11/07/19

Stephan Balkenhol @ Le Portique, Le Havre

Stephan Balkenhol
Le Portique, Centre régional d'art contemporain du Havre
Jusqu'au 29 septembre 2019

STEPHAN BALKENHOL
Frau mit rotem Kleid, 2009
Bois d’abachi peint, 170 cm
Courtesy de l’artiste

Artiste internationalement reconnu, Stephan Balkenhol a conquis tant les espaces urbains que muséaux avec ses sculptures réalistes. On lui doit, par exemple, une statue de Jean Moulin érigée dans la gare de Metz ou encore une série de trois sculptures (Torwächter), au coeur d’un centre commercial berlinois (DomAquaré), représentant des « gardiens des portes », trois figures surdimensionnées et montées sur des piliers de bois.

Son travail, rejouant la statuaire traditionnelle, est immédiatement identifiable. Stephan Balkenhol a une signature: le travail du bois, son matériau de prédilection, dont il exhibe les imperfections et nervures.

La figuration contre l’art conceptuel
L’artiste allemand a choisi, dans les années 1980, de se confronter à la matière brute et authentique, d’engager son corps dans la pratique, par opposition à l’art conceptuel. Il n’a cessé d’explorer les nombreuses circonvolutions des arbres, de tenter de dompter la nature et de maîtriser le végétal avec ses outils et compagnons habituels : le maillet et le ciseau. Ses techniques sont immuables: le sculpteur taille ses personnages directement dans les troncs d’arbres.

De la reproductibilité du monde
Ce bois, plein de fissures et de noeuds, Stephan Balkenhol l’aime, le chérit : l’imperfection de la matière demeure visible, malgré l’intervention et le geste artistiques, tout comme l’imperfection des êtres, imperfection à la fois physique et morale, demeure inhérente à la comédie humaine qui se joue ici-bas. Le bois est imparfait, toute copie et toute reproduction, malgré la recherche de fidélité, est imparfaite: ainsi, le sculpteur fusionne fond et forme. Les défauts du bois sont un écho des défauts de l’homme, de l’impossible reproductibilité de la réalité par l’art. Si la taille, les coups ne sont pas gommés, le bois s’efface derrière les couleurs qui viennent se poser sur les corps en devenir. Polychromes, les sculptures revêtent un caractère quasi sacré, injectant du mystique dans le quotidien.

La comédie humaine
Dans ses oeuvres, Stephan Balkenhol privilégie la figuration et représente des anonymes qui, soudainement, accèdent au statut de personnalités éminentes car hissés sur un socle. Chez lui, socle et sculpture interagissent et ne font qu’un : ils sont indissociables, composant ainsi une unité, rappelant le bloc de bois auquel l’artiste s’est confronté dans son entièreté et soulignant la volonté d’ériger les anonymes au rang de célébrités. Tout en étant dans le monumental, l’artiste allemand « démonumentalise » la figure statufiée, redonnant humanité et simplicité à la sculpture.
........
Problème posé 1:
Répondez aux questions suivantes sur l'article consacré à Stephan Balkenhol.
(a) Où a été érigée la statue de Jean Moulin réalisée par l'artiste ?
(b) Dans quelle décennie l'artiste a-t-il choisi de se confronter à la matière brute ?
(c) Quels sont ses outils habituels ?
Problème posé 2: Réécrivez le passage de l'article sur Stephan Balkenhol qui commence par les mots « Stephan Balkenhol @ » et finit par « piliers de bois. », en remplaçant « surdimensionnées » par « gigantesques ».

[Lignes d'un jeu de données]
........
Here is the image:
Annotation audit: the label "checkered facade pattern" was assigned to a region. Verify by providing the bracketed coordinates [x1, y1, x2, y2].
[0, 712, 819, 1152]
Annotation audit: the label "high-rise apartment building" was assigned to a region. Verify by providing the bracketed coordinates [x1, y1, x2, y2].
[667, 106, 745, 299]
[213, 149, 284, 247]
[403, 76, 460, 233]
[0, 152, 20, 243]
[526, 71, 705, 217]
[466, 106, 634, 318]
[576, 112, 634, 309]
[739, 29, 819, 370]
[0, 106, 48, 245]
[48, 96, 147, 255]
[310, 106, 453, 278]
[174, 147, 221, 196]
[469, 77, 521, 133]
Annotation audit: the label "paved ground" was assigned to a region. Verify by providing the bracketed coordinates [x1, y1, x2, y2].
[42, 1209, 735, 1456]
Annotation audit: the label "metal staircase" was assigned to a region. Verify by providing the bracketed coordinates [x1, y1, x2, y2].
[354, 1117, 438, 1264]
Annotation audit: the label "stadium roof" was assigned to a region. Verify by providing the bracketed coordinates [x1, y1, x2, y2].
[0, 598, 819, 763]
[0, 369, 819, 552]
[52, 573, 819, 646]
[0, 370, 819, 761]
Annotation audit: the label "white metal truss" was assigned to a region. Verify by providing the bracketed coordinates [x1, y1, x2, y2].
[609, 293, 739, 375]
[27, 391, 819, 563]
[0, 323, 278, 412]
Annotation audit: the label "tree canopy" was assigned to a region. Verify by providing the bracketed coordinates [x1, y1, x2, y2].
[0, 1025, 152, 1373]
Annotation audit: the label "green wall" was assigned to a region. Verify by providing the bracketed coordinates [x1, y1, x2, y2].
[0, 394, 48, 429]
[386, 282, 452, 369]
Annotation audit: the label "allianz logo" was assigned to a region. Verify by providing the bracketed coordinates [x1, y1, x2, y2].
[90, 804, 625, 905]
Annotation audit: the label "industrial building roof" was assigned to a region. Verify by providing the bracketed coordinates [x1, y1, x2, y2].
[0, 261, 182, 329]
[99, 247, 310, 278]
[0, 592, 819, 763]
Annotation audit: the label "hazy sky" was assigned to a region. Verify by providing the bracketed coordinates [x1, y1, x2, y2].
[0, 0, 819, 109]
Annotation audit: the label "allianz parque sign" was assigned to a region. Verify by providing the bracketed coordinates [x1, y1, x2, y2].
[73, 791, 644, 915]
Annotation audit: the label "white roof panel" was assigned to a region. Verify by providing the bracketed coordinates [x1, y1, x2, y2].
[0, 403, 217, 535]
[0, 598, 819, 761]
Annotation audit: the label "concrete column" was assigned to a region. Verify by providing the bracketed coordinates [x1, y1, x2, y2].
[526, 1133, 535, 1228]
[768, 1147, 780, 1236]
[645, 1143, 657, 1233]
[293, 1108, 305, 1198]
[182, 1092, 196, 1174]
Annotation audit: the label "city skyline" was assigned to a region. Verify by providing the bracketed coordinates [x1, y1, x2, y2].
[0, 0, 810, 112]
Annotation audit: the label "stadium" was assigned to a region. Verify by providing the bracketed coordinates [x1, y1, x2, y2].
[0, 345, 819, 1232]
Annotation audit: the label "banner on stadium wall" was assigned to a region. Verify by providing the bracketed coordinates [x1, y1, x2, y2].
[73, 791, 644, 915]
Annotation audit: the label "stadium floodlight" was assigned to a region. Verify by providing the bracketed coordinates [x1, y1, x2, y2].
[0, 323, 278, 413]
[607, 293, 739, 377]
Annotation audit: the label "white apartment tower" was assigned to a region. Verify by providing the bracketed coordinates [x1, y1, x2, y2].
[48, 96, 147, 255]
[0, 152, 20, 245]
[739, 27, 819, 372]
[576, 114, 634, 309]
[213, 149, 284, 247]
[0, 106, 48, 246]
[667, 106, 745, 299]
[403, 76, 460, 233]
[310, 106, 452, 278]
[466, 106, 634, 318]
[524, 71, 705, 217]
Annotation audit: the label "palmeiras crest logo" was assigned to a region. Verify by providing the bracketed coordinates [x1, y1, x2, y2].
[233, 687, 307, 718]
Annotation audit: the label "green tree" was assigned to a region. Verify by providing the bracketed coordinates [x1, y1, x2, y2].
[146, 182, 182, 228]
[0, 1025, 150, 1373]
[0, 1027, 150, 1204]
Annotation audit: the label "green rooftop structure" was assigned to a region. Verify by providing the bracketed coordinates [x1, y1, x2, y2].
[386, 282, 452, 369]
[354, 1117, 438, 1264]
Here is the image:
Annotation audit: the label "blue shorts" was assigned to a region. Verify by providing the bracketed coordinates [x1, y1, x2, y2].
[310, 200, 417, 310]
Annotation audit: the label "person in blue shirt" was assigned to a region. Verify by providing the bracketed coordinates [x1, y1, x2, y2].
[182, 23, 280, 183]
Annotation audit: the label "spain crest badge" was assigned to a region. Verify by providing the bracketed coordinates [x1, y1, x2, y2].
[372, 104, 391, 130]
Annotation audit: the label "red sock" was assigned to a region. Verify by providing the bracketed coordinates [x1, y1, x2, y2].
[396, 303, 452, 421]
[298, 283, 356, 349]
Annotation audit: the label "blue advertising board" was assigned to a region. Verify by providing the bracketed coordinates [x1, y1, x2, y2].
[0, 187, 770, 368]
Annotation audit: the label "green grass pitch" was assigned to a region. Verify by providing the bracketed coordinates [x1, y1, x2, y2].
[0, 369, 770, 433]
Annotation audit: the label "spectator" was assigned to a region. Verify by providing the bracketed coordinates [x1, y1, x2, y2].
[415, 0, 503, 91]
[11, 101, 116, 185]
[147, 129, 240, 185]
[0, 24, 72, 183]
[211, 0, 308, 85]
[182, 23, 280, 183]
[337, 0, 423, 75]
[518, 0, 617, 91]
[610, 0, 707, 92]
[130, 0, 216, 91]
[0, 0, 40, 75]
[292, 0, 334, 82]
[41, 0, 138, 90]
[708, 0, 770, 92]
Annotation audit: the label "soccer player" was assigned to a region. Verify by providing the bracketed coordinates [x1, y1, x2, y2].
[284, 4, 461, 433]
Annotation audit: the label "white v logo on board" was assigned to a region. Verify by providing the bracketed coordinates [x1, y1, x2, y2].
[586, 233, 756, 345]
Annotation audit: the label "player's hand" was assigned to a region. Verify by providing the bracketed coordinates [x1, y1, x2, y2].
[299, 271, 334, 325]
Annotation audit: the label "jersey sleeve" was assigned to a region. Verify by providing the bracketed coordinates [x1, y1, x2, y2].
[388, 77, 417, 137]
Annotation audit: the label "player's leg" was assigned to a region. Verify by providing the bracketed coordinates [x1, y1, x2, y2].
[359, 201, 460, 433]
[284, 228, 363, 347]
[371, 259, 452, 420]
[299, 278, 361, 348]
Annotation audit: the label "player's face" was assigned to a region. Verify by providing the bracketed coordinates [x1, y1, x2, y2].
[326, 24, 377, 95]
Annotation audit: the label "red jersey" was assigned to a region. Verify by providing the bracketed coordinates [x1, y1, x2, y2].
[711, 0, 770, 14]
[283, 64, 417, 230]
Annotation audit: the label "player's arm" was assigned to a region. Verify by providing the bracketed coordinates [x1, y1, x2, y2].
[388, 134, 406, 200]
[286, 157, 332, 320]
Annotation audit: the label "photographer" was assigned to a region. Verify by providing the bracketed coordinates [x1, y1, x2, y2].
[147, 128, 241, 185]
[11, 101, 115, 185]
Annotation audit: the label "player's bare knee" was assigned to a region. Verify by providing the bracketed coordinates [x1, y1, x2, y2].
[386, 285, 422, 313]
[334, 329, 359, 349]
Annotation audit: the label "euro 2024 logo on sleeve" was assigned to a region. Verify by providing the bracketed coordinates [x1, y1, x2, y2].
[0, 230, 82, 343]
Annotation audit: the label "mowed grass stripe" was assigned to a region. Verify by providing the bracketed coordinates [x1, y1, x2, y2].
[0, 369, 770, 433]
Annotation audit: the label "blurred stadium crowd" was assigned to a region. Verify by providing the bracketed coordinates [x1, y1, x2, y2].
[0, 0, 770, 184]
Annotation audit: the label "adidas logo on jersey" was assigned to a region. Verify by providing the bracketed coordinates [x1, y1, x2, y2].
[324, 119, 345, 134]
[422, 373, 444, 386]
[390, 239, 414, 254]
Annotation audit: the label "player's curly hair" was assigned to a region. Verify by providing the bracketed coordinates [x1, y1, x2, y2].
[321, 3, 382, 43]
........
Solution rédigée 1:
(a) Dans la gare de Metz.
(b) Dans les années 1980.
(c) Le maillet et le ciseau.

Solution rédigée 2:
Stephan Balkenhol @ Le Portique, Le Havre

Stephan Balkenhol
Le Portique, Centre régional d'art contemporain du Havre
Jusqu'au 29 septembre 2019

STEPHAN BALKENHOL
Frau mit rotem Kleid, 2009
Bois d’abachi peint, 170 cm
Courtesy de l’artiste

Artiste internationalement reconnu, Stephan Balkenhol a conquis tant les espaces urbains que muséaux avec ses sculptures réalistes. On lui doit, par exemple, une statue de Jean Moulin érigée dans la gare de Metz ou encore une série de trois sculptures (Torwächter), au coeur d’un centre commercial berlinois (DomAquaré), représentant des « gardiens des portes », trois figures gigantesques et montées sur des piliers de bois.